■ DOCUMENT TEXT ■
=-=-=
Tremusini appeals, challenging the district court’s (1) admission of Gray’s out- of-court statements, (2) refusal to give Tremusini’s requested jury instructions, and (3) denial of her motions for acquittal. At the time of trial, Rule 801(d)(2)(E) provided a statement is not hearsay if [6] “[t]he statement is offered against a party” and was made by the party’s coconspirator “during the course and in furtherance of the conspiracy.”
II. DISCUSSION
A. Gray Gray argues the district court’s loss calculation does not reflect the “fair market
value of services provided to [Gray] less the amount actually paid for those services” because the district court erroneously (1) excluded evidence of mail USPS did not deliver, (2) only considered stamps SG Print bought at the Festus and Crystal City post offices, and (3) relied on Inspector Hallisey’s faulty testimony about loss from the second scheme.
“We review the district court’s loss calculation for clear error and will affirm ‘unless it is not supported by substantial evidence, was based on an erroneous view of the law, or [we have] a firm conviction that there was a mistake after reviewing the entire record.’” United States v. McKanry, 628 F.3d 1010, 1019 (8th Cir. 2011) (quoting United States v. Theimer, 557 F.3d 576, 578 (8th Cir. 2009)). We review a district court’s evidentiary rulings for a “clear and prejudicial abuse of discretion.” United States v. McCracken, 110 F.3d 535, 542 (8th Cir. 1997).
1. Evidentiary Rulings Gray first asserts the district court erroneously calculated the loss using the number of items SG Print claimed on its forms, rather than the number of items USPS actually mailed. According to Gray, the excluded evidence shows USPS mailed less of SG Print’s mail than the government claimed due to either waste in the production process or delivery failures by USPS.
=-=-=
■ GIVEN ENTRIES ■
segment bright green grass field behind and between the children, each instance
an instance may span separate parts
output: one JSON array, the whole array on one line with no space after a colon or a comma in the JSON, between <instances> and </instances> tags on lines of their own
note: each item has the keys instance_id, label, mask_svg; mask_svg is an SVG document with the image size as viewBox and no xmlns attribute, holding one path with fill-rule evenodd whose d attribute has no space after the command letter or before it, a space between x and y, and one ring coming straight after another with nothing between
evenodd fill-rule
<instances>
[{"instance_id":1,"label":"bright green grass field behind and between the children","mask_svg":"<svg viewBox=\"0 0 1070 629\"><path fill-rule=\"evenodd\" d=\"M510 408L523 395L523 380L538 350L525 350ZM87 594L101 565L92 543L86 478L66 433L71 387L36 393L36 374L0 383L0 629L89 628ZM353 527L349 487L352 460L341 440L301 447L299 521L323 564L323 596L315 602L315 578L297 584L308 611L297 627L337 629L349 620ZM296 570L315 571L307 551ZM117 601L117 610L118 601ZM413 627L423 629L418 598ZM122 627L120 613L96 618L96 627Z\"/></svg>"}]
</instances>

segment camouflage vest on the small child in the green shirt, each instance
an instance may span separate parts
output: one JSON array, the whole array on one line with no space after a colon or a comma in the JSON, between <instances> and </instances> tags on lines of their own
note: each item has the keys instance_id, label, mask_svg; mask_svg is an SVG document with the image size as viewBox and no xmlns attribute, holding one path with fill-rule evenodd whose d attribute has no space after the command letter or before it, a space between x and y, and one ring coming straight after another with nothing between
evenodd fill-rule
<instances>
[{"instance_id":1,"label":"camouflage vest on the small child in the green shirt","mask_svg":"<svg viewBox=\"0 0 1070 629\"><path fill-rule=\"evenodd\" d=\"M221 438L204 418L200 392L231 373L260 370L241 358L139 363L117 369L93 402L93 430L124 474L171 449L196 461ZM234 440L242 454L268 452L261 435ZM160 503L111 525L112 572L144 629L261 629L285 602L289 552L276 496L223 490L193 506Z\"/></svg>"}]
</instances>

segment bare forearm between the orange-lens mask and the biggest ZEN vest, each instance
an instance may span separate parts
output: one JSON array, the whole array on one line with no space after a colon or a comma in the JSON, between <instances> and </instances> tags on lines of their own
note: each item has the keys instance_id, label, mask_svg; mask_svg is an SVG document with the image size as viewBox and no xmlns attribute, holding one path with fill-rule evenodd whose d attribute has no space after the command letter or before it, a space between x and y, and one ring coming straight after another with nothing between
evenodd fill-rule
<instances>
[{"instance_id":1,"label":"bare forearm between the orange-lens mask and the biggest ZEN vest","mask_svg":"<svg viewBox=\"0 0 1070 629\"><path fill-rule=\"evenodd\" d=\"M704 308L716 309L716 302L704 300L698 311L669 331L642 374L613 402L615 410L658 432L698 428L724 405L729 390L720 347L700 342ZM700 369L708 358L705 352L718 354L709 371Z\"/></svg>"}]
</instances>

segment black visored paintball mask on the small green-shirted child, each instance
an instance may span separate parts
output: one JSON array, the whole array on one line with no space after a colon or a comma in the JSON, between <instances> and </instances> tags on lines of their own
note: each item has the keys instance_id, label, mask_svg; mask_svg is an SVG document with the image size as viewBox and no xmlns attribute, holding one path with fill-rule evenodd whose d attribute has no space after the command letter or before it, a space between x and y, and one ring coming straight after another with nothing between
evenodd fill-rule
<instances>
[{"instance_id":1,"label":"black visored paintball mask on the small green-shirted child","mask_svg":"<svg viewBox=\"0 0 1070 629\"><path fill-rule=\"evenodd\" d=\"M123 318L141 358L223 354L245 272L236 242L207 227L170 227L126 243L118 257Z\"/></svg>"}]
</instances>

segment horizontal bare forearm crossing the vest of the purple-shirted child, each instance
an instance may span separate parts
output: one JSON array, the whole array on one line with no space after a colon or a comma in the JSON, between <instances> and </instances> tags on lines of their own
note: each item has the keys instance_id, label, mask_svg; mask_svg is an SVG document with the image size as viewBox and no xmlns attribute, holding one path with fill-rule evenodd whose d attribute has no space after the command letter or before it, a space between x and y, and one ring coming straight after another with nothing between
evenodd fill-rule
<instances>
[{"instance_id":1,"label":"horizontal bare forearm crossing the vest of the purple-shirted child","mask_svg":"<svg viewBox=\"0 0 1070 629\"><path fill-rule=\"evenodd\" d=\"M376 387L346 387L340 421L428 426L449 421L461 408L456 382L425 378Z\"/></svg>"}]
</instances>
=-=-=
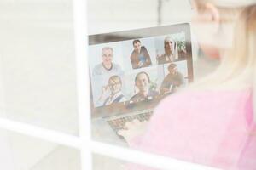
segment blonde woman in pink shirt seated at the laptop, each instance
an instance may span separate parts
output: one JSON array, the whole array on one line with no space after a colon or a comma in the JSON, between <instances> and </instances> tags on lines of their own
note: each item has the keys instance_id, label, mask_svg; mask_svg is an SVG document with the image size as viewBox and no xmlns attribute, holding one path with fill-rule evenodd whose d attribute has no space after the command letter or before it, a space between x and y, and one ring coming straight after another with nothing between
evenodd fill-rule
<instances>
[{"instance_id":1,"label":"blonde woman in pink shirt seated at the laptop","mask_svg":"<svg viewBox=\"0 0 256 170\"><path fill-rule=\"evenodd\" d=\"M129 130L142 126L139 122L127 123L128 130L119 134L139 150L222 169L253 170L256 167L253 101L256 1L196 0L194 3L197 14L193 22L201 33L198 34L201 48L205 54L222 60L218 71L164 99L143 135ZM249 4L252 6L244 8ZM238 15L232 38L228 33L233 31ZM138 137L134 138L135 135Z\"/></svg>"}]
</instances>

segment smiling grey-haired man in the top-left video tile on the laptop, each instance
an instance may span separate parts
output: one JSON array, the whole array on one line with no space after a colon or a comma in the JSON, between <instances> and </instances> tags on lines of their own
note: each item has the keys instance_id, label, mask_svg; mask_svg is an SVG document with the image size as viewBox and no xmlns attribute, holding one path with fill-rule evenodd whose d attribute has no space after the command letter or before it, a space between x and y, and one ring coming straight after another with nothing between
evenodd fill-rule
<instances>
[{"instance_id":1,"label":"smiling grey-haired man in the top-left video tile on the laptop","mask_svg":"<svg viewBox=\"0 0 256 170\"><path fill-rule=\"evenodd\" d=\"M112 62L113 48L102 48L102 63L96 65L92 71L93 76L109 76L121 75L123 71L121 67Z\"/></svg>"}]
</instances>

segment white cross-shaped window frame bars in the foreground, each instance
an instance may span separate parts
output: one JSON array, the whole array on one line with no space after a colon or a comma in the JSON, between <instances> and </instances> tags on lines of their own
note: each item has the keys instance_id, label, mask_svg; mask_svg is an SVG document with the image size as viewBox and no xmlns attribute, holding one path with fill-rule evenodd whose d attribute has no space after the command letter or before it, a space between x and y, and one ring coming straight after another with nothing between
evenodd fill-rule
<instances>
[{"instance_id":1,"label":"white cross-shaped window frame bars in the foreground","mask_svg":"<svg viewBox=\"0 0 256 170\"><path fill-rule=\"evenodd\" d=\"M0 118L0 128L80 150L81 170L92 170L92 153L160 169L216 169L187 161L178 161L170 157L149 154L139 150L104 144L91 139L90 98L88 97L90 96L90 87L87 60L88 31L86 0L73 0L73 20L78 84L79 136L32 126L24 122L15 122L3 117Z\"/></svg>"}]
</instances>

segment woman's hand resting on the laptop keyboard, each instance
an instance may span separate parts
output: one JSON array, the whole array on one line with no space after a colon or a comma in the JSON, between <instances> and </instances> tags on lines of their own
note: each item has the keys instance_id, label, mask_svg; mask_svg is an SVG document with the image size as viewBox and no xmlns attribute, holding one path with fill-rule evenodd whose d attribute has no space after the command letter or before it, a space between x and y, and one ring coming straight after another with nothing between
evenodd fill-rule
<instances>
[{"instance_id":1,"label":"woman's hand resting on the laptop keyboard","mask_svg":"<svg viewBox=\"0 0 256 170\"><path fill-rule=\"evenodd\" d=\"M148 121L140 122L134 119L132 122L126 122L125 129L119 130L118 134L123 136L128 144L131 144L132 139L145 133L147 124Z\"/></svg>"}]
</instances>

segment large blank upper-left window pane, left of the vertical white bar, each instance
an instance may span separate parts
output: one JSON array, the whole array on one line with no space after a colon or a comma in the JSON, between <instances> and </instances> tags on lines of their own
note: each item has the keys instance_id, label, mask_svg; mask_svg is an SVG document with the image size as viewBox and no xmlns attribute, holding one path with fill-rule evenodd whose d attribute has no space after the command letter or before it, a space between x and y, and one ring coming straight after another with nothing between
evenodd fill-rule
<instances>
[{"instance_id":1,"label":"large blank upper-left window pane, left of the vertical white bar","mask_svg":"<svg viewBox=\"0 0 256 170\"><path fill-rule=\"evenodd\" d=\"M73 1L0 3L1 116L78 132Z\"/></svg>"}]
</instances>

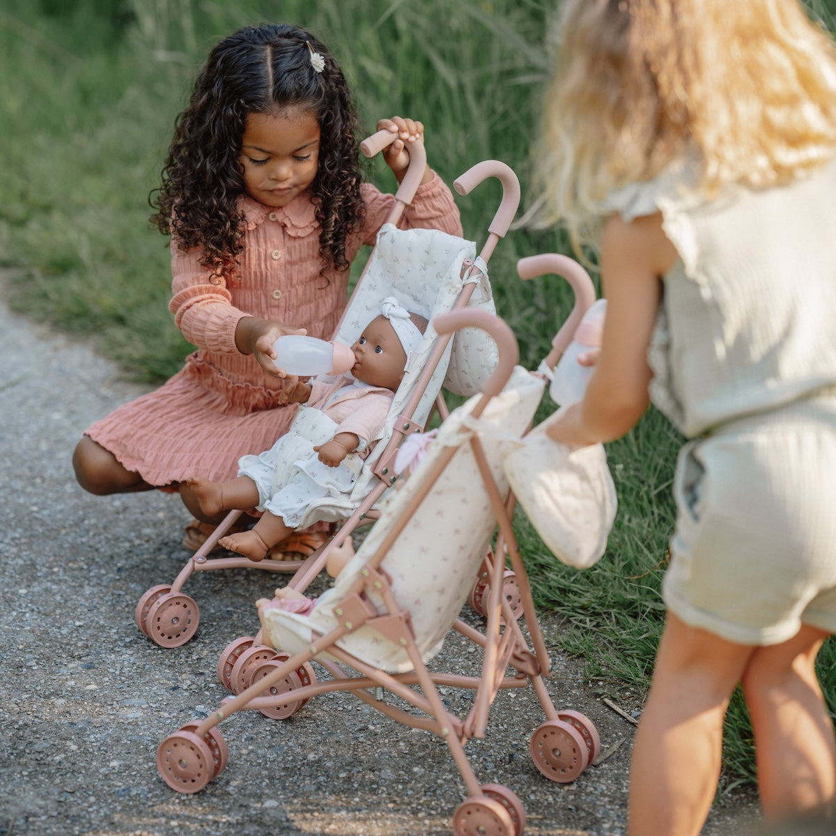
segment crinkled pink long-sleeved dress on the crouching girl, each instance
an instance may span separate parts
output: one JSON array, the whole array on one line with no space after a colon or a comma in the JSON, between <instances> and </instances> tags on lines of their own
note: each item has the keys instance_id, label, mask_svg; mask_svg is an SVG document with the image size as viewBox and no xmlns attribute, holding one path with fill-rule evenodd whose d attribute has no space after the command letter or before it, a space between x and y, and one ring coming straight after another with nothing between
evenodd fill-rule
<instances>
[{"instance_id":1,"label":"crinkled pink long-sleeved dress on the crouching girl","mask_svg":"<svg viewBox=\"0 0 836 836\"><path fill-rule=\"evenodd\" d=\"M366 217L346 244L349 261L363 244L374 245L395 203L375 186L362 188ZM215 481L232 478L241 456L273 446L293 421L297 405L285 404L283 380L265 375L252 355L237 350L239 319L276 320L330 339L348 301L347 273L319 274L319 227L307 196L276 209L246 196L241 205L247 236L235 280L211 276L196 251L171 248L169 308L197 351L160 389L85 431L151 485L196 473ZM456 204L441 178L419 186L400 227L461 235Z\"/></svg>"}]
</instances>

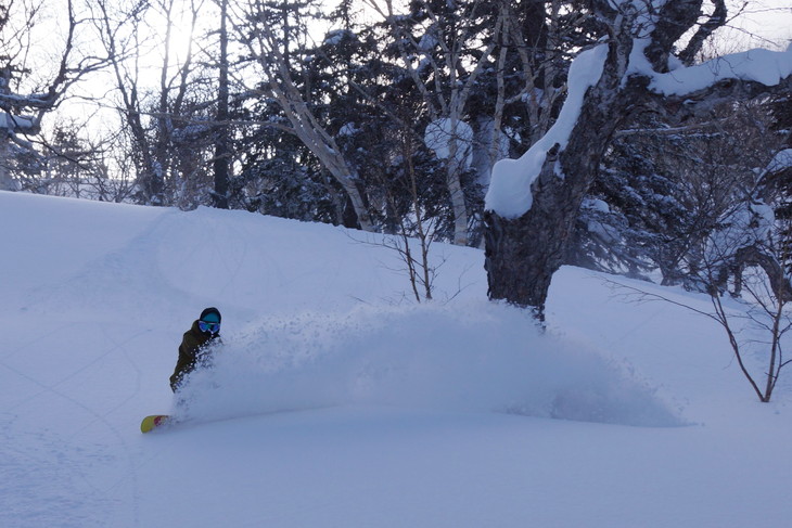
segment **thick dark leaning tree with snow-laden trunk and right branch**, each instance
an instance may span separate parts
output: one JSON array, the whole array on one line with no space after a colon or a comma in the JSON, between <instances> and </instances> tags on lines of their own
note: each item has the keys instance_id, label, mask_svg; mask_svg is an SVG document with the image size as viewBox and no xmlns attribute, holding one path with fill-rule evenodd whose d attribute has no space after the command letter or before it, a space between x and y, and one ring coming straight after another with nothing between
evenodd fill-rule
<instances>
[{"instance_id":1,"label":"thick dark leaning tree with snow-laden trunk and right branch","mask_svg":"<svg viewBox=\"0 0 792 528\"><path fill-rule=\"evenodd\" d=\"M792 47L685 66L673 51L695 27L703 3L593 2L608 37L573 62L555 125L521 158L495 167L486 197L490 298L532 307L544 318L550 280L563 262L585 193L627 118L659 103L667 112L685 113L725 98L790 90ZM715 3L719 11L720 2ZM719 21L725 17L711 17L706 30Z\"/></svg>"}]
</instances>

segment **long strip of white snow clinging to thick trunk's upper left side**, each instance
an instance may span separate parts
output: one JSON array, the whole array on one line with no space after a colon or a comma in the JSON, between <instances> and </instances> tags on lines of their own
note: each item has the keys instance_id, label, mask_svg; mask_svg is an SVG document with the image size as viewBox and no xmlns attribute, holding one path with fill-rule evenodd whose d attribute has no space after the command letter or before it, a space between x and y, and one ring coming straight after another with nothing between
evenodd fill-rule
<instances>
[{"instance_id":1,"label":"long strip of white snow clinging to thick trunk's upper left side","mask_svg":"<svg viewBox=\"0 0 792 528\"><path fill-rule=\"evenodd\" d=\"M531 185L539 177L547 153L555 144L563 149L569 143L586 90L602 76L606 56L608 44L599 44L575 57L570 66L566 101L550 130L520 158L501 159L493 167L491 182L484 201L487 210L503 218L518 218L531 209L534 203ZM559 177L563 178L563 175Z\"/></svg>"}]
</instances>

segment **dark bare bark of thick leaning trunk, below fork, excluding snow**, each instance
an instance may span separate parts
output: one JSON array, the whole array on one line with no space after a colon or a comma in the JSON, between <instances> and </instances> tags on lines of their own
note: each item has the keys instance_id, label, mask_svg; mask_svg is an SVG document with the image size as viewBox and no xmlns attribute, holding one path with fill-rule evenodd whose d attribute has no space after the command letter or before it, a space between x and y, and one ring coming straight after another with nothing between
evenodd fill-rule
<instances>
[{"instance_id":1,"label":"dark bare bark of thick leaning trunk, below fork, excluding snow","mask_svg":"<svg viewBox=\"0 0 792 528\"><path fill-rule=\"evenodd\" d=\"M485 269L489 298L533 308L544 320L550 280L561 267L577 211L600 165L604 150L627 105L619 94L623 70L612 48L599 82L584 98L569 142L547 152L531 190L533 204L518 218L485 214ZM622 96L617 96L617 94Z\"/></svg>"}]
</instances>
=-=-=
■ PROBLEMS AND TASKS ■
(a) Based on the court opinion, mark each statement yes or no, and quote the exact words of the court opinion that settle it: (i) Gray claims the loss calculation relied on faulty testimony from Inspector Hallisey. (ii) The court reviews evidentiary rulings for clear error. (iii) Tremusini challenges the denial of her motions for acquittal.
(b) Sum up the court opinion in two sentences.
(c) From the court opinion, repeat word for word the part that begins with the words "Tremusini appeals, challenging" and ends after "the second scheme.".

■ OUTPUTS BY TASK ■
(a)
(i) Yes: "relied on Inspector Hallisey’s faulty testimony about loss from the second scheme"
(ii) No: "We review a district court’s evidentiary rulings for a “clear and prejudicial abuse of discretion.”"
(iii) Yes: "(3) denial of her motions for acquittal"

(b) Tremusini appeals the admission of Gray's out-of-court statements, the refusal to give her requested jury instructions, and the denial of her motions for acquittal. Gray argues that the district court's loss calculation was wrong, first because it counted the items SG Print claimed on its forms instead of the items USPS actually mailed.

(c)
Tremusini appeals, challenging the district court’s (1) admission of Gray’s out- of-court statements, (2) refusal to give Tremusini’s requested jury instructions, and (3) denial of her motions for acquittal. At the time of trial, Rule 801(d)(2)(E) provided a statement is not hearsay if [6] “[t]he statement is offered against a party” and was made by the party’s coconspirator “during the course and in furtherance of the conspiracy.”
II. DISCUSSION
A. Gray Gray argues the district court’s loss calculation does not reflect the “fair market
value of services provided to [Gray] less the amount actually paid for those services” because the district court erroneously (1) excluded evidence of mail USPS did not deliver, (2) only considered stamps SG Print bought at the Festus and Crystal City post offices, and (3) relied on Inspector Hallisey’s faulty testimony about loss from the second scheme.